▼

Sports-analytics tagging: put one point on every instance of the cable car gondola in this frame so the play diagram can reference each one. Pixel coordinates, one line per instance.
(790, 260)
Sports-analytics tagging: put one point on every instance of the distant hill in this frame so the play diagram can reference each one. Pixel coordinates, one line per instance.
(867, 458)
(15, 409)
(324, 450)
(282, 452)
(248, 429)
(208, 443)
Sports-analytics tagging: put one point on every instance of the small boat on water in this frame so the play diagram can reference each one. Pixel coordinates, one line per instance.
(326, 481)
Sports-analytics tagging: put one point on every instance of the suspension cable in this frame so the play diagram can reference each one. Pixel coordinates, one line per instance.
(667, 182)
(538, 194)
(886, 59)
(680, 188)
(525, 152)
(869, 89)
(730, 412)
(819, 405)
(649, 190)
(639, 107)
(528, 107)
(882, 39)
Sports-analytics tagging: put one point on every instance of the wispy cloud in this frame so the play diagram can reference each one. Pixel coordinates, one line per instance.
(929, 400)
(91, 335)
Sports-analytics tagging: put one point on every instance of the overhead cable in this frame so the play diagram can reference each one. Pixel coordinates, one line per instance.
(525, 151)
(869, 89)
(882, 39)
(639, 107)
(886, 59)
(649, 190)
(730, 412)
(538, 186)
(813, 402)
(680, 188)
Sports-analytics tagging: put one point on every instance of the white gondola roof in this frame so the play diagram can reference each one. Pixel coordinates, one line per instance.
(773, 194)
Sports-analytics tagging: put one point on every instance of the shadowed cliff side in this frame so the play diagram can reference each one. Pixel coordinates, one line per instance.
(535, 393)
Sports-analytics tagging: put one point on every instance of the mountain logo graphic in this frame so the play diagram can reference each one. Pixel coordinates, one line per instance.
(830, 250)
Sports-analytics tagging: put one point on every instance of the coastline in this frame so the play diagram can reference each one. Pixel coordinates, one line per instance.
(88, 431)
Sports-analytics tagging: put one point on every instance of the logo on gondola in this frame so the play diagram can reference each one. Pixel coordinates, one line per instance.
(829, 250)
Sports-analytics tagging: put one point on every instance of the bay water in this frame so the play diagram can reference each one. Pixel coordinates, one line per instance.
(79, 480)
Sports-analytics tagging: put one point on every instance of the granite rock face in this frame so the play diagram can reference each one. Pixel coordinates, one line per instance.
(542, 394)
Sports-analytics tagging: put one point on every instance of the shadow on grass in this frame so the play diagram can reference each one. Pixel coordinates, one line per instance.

▲

_WHAT YOU HAVE TO DO_
Your answer should be the whole listing above, repeated exactly as it appears.

_WRITTEN SOLUTION_
Sports-analytics tagging: put one point on every instance of the cable car gondola in this frame so the play diagram can reference each one. Pixel coordinates, one line per instance.
(790, 260)
Sports-analytics tagging: put one point on every instance of the distant hill in this frame so the play diagram can reference each one. Pixel coordinates, one line per instance.
(867, 458)
(15, 409)
(324, 450)
(282, 452)
(248, 429)
(208, 443)
Sports-analytics tagging: put one point on every instance of the small boat on water in this frame so the play diagram can reference each one. Pixel coordinates, one line per instance.
(326, 481)
Sports-analytics tagging: put one point on every instance of the suspension cable in this frame so the play diagram can reference each one. Pixel coordinates, one line per instance.
(667, 182)
(538, 194)
(886, 59)
(680, 188)
(525, 152)
(869, 89)
(730, 412)
(819, 405)
(649, 190)
(639, 107)
(528, 107)
(882, 39)
Sports-analytics tagging: put one point on every instance of the wispy cloud in this frame so the play diagram can reference each one. Pixel coordinates, one line per instance.
(929, 400)
(91, 335)
Sports-analytics tagging: put one point on every instance of the overhead cable in this frame so the play diagram can reference each one. Pixel coordinates, one line per instance.
(525, 151)
(869, 89)
(882, 39)
(639, 107)
(886, 59)
(649, 190)
(730, 412)
(538, 186)
(813, 402)
(680, 188)
Sports-analytics tagging: put one point on every instance of the white gondola roof in this frame so the play diagram can reference each one. Pixel coordinates, one line per instance.
(773, 194)
Sports-analytics tagging: put one point on every instance of the shadowed cliff side in this frame so the play diagram can reference each one. Pixel coordinates, one line per instance.
(535, 393)
Sports-analytics tagging: put one point on every instance of the mountain logo graphic in this frame so the play diagram can reference each one. Pixel coordinates, one line per instance.
(830, 250)
Sports-analytics tagging: put one point on every instance of the coastline in this frame so the play diagram can reference each one. Pixel coordinates, one line per instance.
(88, 431)
Sports-analytics tagging: put one point on every instance of the logo on gondola in this frame so the play diagram can reference each one. Pixel coordinates, one line per instance.
(829, 250)
Sports-analytics tagging: put one point on every instance of the bay water in this frame so the play diagram can reference each one. Pixel coordinates, one line per instance.
(79, 480)
Sports-analytics tagging: put one point on every instance of the granite rock face in this frame so the play diagram can reference each one. Pixel coordinates, one line per instance.
(542, 394)
Sports-analytics tagging: put one point on every instance of the shadow on grass in this frame so the play diagram can reference each one. Pixel coordinates, one line per instance.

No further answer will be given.